Dataset rows on where objects are located:
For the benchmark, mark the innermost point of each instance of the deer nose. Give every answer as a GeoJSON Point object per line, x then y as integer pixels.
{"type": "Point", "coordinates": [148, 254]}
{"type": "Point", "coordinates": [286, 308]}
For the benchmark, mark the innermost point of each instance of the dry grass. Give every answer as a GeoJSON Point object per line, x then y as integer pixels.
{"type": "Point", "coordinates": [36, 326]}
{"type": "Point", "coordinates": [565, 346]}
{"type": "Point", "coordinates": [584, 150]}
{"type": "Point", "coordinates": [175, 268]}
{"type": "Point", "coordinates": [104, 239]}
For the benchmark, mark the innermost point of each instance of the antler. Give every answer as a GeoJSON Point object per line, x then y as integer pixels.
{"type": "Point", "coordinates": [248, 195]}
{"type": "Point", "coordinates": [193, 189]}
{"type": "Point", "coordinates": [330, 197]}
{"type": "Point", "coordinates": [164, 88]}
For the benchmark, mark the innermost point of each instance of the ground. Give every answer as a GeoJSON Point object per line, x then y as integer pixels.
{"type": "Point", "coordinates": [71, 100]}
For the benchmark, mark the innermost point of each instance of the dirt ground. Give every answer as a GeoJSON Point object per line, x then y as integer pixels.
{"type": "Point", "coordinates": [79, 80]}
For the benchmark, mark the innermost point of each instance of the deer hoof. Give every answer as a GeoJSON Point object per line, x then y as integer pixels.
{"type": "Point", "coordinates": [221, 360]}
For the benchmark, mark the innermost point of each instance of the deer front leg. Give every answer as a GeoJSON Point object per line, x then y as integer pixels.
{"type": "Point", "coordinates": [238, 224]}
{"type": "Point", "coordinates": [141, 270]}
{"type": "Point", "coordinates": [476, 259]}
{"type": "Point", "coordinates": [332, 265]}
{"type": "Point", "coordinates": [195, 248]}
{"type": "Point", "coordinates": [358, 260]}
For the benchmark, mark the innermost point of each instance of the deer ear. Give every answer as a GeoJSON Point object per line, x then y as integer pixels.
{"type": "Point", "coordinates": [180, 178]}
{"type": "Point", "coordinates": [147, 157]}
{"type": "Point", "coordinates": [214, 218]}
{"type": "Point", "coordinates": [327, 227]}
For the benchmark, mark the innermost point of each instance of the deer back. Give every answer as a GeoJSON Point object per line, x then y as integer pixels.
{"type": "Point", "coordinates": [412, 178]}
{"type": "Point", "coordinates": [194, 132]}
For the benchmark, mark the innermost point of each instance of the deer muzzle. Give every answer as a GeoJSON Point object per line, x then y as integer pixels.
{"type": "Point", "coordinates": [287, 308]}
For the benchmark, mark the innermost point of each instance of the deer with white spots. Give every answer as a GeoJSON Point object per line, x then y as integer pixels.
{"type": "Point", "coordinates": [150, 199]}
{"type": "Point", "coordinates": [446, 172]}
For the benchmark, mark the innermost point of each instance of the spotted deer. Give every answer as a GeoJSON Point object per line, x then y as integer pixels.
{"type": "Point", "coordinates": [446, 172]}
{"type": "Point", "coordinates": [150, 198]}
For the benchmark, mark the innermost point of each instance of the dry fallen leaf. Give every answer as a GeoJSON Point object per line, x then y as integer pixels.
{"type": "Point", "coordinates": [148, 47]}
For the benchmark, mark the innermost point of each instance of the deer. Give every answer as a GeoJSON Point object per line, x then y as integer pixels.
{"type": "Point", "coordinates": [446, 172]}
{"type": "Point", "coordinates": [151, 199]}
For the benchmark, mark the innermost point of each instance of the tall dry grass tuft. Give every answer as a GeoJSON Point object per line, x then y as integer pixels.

What you are asked to do:
Rewrite all of the items above, replacing "innermost point" with "most central point" wherever it occurs and leaving everything else unchanged.

Solution below:
For the benchmark, mark the most central point of each instance of the deer nose. Give every answer as a GeoJSON Point object per line, x then y as integer pixels.
{"type": "Point", "coordinates": [148, 254]}
{"type": "Point", "coordinates": [286, 308]}
For the benchmark, mark the most central point of each instance of the dry grass. Give every answer as a GeoJSON Point object per line, x then y as integer pixels.
{"type": "Point", "coordinates": [36, 326]}
{"type": "Point", "coordinates": [565, 346]}
{"type": "Point", "coordinates": [584, 150]}
{"type": "Point", "coordinates": [175, 268]}
{"type": "Point", "coordinates": [104, 239]}
For the benchmark, mark the most central point of each instance of the antler. Give every answer as a GeoJSON Point object per line, x then y as integer pixels.
{"type": "Point", "coordinates": [248, 195]}
{"type": "Point", "coordinates": [193, 189]}
{"type": "Point", "coordinates": [330, 197]}
{"type": "Point", "coordinates": [164, 88]}
For the benchmark, mark the most central point of each instance of the ground. Give every answer as a GeoJSON Point object per line, x then y as integer pixels.
{"type": "Point", "coordinates": [71, 100]}
For the benchmark, mark the most central point of each instance of the dirt ground. Give every answer as a GeoJSON Point object per line, x then y as integer pixels.
{"type": "Point", "coordinates": [79, 80]}
For the benchmark, mark the most central point of each instance of the deer hoof. Give every answer as a GeoJSON Point object per line, x then y as integer pixels.
{"type": "Point", "coordinates": [221, 360]}
For the benchmark, mark the most central point of each instance of the deer front leg. Give every answer as a GeoJSON Point object per line, x then y as integer pixels.
{"type": "Point", "coordinates": [238, 224]}
{"type": "Point", "coordinates": [141, 270]}
{"type": "Point", "coordinates": [476, 259]}
{"type": "Point", "coordinates": [332, 265]}
{"type": "Point", "coordinates": [195, 248]}
{"type": "Point", "coordinates": [358, 260]}
For the benchmark, mark the most central point of each instance of the deer ear. Give every answer as a GeoJSON Point object per line, x then y as integer pixels.
{"type": "Point", "coordinates": [180, 178]}
{"type": "Point", "coordinates": [147, 157]}
{"type": "Point", "coordinates": [214, 218]}
{"type": "Point", "coordinates": [327, 227]}
For the benchmark, mark the most central point of each instance of the deer back. Give every answer as a GeoJSON Point object per line, x then y as integer pixels.
{"type": "Point", "coordinates": [412, 178]}
{"type": "Point", "coordinates": [194, 132]}
For the benchmark, mark the most central point of each instance of the deer muzzle. Give every answer as a GeoJSON Point object per line, x then y as integer pixels.
{"type": "Point", "coordinates": [287, 308]}
For the benchmark, mark the most central point of each instance of the deer with white spots. Give every answer as a GeoJSON Point object per line, x then y as integer pixels.
{"type": "Point", "coordinates": [150, 199]}
{"type": "Point", "coordinates": [446, 172]}
For the benchmark, mark the most central point of each instance of the spotted deer. Give every answer as a GeoJSON Point object per line, x then y as integer pixels.
{"type": "Point", "coordinates": [446, 172]}
{"type": "Point", "coordinates": [150, 198]}
For the benchmark, mark the most central point of each instance of the dry fallen leaf. Give every answer as a GeoJSON Point object per line, x then y as integer pixels.
{"type": "Point", "coordinates": [148, 47]}
For the benchmark, mark the most central point of each instance of the deer. Give every answer as a GeoJSON Point object per line, x then y as integer pixels.
{"type": "Point", "coordinates": [446, 172]}
{"type": "Point", "coordinates": [151, 199]}
For the benchmark, mark the most central point of each instance of the tall dry grass tuft. Give every answer as a GeoJSON Point object per line, x then y as integer pixels.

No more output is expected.